TASK PROMPT. Scan the entries below. List each line with "handle".

MATERIAL FOR THE TASK.
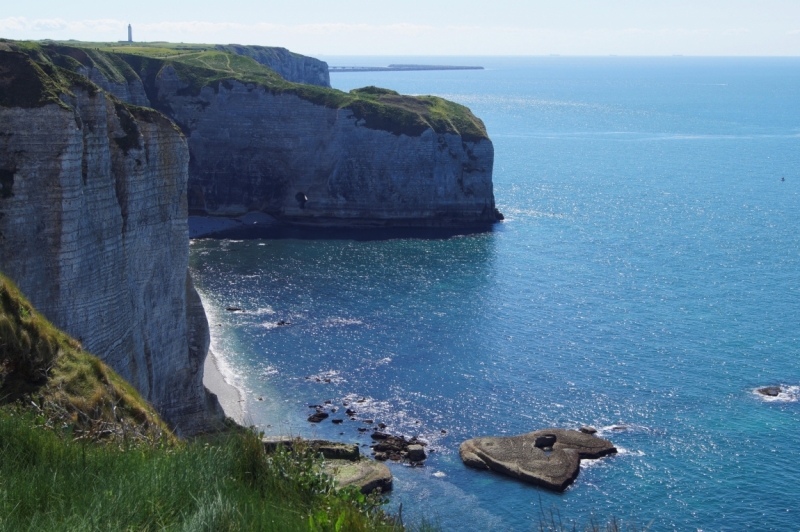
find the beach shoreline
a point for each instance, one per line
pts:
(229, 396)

---

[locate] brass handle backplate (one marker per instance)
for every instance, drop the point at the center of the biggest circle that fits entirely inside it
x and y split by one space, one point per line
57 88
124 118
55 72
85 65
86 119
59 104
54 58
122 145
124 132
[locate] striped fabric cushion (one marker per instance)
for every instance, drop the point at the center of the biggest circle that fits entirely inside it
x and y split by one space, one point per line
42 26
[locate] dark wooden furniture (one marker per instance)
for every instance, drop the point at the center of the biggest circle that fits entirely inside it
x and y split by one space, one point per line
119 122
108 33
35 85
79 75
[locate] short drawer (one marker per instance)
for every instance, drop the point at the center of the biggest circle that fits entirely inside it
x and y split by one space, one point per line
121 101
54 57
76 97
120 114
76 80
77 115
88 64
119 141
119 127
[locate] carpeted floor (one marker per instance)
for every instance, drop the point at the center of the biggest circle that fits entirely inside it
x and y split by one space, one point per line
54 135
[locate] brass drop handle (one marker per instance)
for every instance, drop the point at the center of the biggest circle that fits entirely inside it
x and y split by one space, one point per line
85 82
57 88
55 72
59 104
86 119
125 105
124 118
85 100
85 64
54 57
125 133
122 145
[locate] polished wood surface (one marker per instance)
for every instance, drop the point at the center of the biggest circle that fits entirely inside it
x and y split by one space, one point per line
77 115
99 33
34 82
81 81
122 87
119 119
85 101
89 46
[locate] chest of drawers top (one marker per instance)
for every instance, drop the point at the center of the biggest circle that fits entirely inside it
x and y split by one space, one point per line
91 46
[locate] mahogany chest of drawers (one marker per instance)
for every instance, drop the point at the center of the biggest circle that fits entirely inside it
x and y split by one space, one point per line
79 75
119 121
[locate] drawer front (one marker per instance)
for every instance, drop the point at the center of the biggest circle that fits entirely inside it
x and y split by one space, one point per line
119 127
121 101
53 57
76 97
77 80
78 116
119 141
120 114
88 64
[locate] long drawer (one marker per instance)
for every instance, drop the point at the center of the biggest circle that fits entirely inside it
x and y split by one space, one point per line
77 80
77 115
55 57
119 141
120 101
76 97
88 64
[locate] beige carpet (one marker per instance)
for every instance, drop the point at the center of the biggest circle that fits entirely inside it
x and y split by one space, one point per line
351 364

* * *

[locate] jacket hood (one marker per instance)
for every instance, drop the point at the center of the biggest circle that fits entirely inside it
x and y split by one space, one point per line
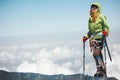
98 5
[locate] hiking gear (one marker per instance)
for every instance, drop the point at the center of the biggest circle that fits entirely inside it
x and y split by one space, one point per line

RESULT.
[locate] brass handle backplate (one marker per instance)
[locate] brass drop handle (one marker per instance)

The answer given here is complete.